**KURZE ÜBUNG A**: In welchem Jahr wurde laut dem Textauszug unten das Bahnhofsgebäude in Hümme errichtet?

**TEXTAUSZUG**:

==========

Die Silberne Halbkugel,
Vorstand des Vereins Generationenhaus Bahnhof Hümme e. V.
Würdigung
Hatte ein kleinerer Ort das Glück, über einen Gleisanschluss zu verfügen, dann war das Bahnhofsgebäude einst ein so wichtiger Bestandteil der lokalen Infrastruktur wie die Kirche, das Postamt, das Gasthaus oder Läden für den täglichen Bedarf. Erst recht galt dies in Orten wie Hümme, das heute Teil der nordhessischen Kleinstadt Hofgeismar ist und sich im Laufe des 19. Jahrhunderts zu einem Bahnknoten und Eisenbahnerdorf entwickelt hatte. Entsprechende Bedeutung besaß das 1897 errichtete Bahnhofsgebäude.
Doch auch in Nordhessen wurden Strecken stillgelegt und Stationsgebäude aufgegeben. Jenes in Hümme stand schließlich lange Zeit weitgehend leer und drohte zu verfallen. Bürger des rund 1.300 Einwohner zählenden Ortes wollten dies nicht hinnehmen. Anregungen für eine neue Nutzung wurden an die kommunalen Gremien und Behörden herangetragen, schließlich mit ihnen eine Arbeitsgruppe gegründet.

==========

**DATENSÄTZE ZUR ÜBUNG**:
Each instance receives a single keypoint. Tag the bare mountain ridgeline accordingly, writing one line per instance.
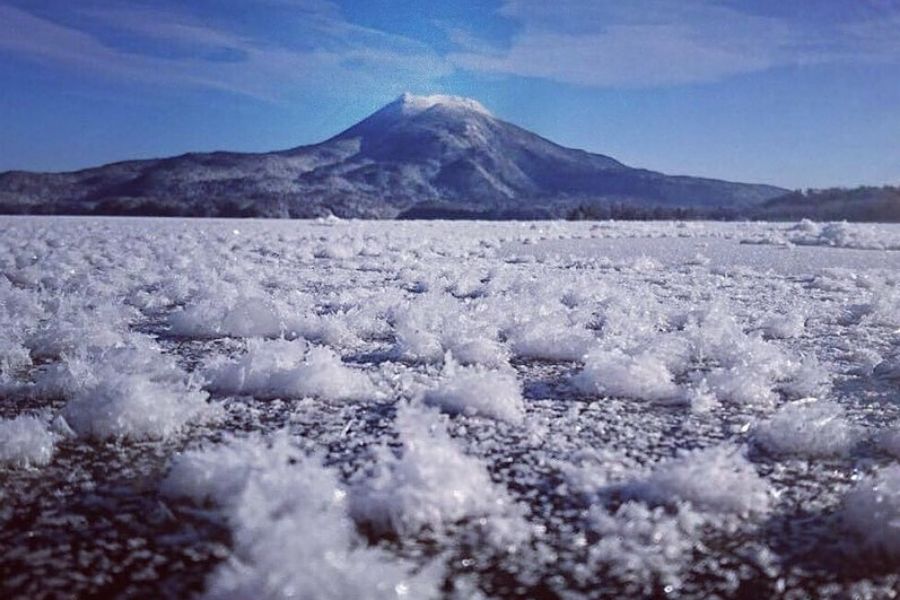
(431, 156)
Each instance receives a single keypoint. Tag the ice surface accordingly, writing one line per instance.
(431, 483)
(291, 530)
(872, 512)
(133, 392)
(26, 441)
(718, 479)
(478, 391)
(807, 428)
(289, 369)
(337, 408)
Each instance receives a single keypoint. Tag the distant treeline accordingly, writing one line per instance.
(875, 204)
(630, 212)
(865, 203)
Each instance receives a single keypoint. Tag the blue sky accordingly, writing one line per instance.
(792, 92)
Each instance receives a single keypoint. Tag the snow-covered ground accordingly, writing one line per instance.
(339, 409)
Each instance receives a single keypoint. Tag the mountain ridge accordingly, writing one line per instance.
(438, 151)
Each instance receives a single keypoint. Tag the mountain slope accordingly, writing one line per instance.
(441, 152)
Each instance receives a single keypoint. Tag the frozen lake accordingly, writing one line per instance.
(342, 409)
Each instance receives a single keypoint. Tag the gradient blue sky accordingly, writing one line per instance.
(792, 92)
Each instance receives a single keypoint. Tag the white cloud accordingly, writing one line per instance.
(333, 51)
(645, 43)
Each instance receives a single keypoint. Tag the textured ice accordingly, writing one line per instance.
(717, 479)
(292, 534)
(431, 483)
(338, 408)
(133, 392)
(613, 373)
(26, 441)
(288, 369)
(478, 391)
(807, 428)
(872, 513)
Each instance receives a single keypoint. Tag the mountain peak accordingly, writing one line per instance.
(411, 104)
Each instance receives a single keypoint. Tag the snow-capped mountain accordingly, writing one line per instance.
(419, 155)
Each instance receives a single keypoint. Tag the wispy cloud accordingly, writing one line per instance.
(329, 51)
(645, 43)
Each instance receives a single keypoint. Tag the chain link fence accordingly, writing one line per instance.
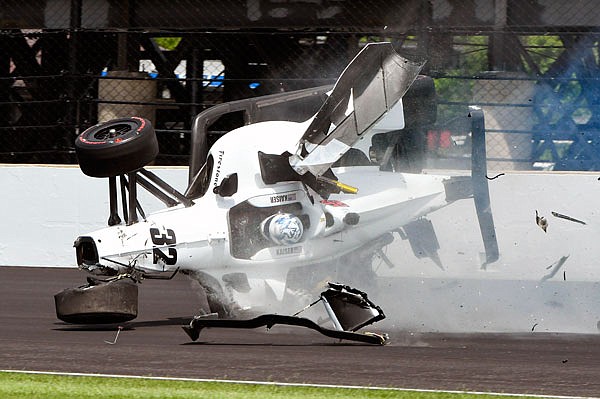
(533, 66)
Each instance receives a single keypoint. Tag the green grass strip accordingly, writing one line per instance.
(48, 386)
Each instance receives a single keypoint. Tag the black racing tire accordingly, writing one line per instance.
(420, 103)
(102, 303)
(117, 147)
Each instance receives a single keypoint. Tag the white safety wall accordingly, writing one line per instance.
(44, 208)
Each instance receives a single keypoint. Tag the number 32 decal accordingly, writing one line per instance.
(162, 239)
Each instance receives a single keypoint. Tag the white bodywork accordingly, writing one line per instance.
(214, 236)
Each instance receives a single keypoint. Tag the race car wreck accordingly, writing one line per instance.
(349, 309)
(273, 198)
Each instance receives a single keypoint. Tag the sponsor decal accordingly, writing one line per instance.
(218, 168)
(335, 203)
(277, 199)
(288, 251)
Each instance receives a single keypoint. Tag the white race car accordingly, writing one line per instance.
(269, 198)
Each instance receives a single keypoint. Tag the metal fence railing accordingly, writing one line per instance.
(532, 66)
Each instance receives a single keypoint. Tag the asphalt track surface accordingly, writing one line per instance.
(32, 338)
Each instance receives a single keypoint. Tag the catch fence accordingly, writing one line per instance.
(533, 66)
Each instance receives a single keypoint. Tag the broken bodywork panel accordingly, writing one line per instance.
(348, 309)
(275, 196)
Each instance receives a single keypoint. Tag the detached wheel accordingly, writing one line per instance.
(106, 302)
(116, 147)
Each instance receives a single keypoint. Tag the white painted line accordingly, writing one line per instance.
(289, 384)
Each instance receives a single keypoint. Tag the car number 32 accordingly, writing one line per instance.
(163, 239)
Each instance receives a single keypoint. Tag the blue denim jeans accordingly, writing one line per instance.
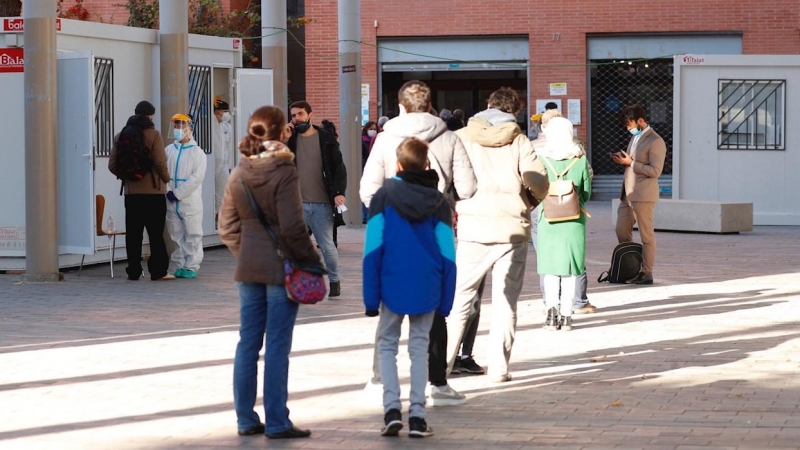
(319, 217)
(263, 309)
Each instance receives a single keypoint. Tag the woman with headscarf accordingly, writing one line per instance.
(561, 246)
(267, 167)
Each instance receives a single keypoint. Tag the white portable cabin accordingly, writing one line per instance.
(734, 133)
(103, 71)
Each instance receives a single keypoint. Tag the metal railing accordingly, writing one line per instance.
(103, 106)
(200, 105)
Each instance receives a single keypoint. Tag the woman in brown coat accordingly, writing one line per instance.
(267, 166)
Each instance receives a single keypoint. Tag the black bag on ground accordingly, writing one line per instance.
(626, 262)
(133, 159)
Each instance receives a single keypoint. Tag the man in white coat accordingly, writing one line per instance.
(448, 158)
(187, 168)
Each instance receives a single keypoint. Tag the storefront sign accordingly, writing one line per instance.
(12, 60)
(19, 25)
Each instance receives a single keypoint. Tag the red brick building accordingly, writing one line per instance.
(609, 53)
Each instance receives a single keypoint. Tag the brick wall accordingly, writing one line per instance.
(767, 28)
(108, 11)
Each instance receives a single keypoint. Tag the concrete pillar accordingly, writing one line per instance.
(273, 49)
(350, 102)
(174, 52)
(41, 144)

==========

**KURZE ÜBUNG B**: Ordne den Abschnitt der Datensätze oben von der Zeile mit „Each instance receives a single keypoint. Tag the car“ bis zum Ende der Datensätze als Markdown-Tabelle mit den Spalten „Nr.“ und „Zeile“ an, beide Enden eingeschlossen. Lass Leerzeilen und die Bilder weg.

**ERWARTETE ANTWORT A**: 1897

**ERWARTETE ANTWORT B**:
| Nr. | Zeile |
|---|---|
| 1 | Each instance receives a single keypoint. Tag the car number 32 accordingly, writing one line per instance. |
| 2 | (163, 239) |
| 3 | Each instance receives a single keypoint. Tag the blue denim jeans accordingly, writing one line per instance. |
| 4 | (319, 217) |
| 5 | (263, 309) |
| 6 | Each instance receives a single keypoint. Tag the woman with headscarf accordingly, writing one line per instance. |
| 7 | (561, 246) |
| 8 | (267, 167) |
| 9 | Each instance receives a single keypoint. Tag the white portable cabin accordingly, writing one line per instance. |
| 10 | (734, 133) |
| 11 | (103, 71) |
| 12 | Each instance receives a single keypoint. Tag the metal railing accordingly, writing one line per instance. |
| 13 | (103, 106) |
| 14 | (200, 105) |
| 15 | Each instance receives a single keypoint. Tag the woman in brown coat accordingly, writing one line per instance. |
| 16 | (267, 166) |
| 17 | Each instance receives a single keypoint. Tag the black bag on ground accordingly, writing one line per instance. |
| 18 | (626, 262) |
| 19 | (133, 159) |
| 20 | Each instance receives a single keypoint. Tag the man in white coat accordingly, writing one line per instance. |
| 21 | (448, 158) |
| 22 | (187, 168) |
| 23 | Each instance receives a single keypoint. Tag the storefront sign accordingly, writing one line per instance. |
| 24 | (12, 60) |
| 25 | (19, 25) |
| 26 | Each instance receives a single keypoint. Tag the red brick building accordingly, writing one line per instance. |
| 27 | (609, 53) |
| 28 | Each instance receives a single keypoint. Tag the brick wall accordingly, writing one line per instance. |
| 29 | (767, 28) |
| 30 | (108, 11) |
| 31 | Each instance receives a single keypoint. Tag the concrete pillar accordingly, writing one line per instance. |
| 32 | (273, 49) |
| 33 | (350, 102) |
| 34 | (174, 52) |
| 35 | (41, 144) |